[start Page]

Today we only found (well, I say "we"...it was all Mr. Pointy Sticks) one shark tooth (a nice one about a half an inch long) and a crocodile tooth. But it was a beautiful day for the beach!
I love the beach...the sound of the water, the smell, the taste of salt....it was just a lovely day.
Thursday, October 7, 2010
It’s A Miniscule Globe…And A Damned Hat
(You can thank me later for not getting that particular earworm started in your head.)
I love stories like this. I am a member of Ravelry, the knitting (plus crochet and spinning and weaving) community that has, I think, over 300,000 members at the present. Recently, I asked a question in the Techniques section about a certain hat pattern (more about that later) and, soon thereafter got a message from another Raveler about the hat, as well as a “friend” request. On looking at that person’s profile, I saw that she was from Charlottesville.

[end Page]
[start Extracted material]

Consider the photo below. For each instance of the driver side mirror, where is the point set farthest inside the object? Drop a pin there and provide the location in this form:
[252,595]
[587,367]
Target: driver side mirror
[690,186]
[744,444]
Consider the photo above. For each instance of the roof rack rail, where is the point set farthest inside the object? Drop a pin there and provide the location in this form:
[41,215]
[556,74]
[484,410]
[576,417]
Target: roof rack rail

[end Extracted material]

* To be done *
1) Using the text about the beach day and Ravelry, decide whether each statement below agrees with it: (a) One shark tooth about half an inch long was found. (b) Ravelry has fewer than 100,000 members. (c) The other Raveler was from Charlottesville. Answer yes or no for each, quoting the deciding words of the text.
2) Rewrite the records starting at the line that contains "Consider the photo above." and ending at the end of the records. Replace "roof rack rail" with "luggage rail" and leave everything else unchanged.

* Exercise answers *
1)
(a) Yes: "one shark tooth (a nice one about a half an inch long)"
(b) No: "over 300,000 members at the present"
(c) Yes: "I saw that she was from Charlottesville."

2)
Consider the photo above. For each instance of the luggage rail, where is the point set farthest inside the object? Drop a pin there and provide the location in this form:
[41,215]
[556,74]
[484,410]
[576,417]
Target: luggage rail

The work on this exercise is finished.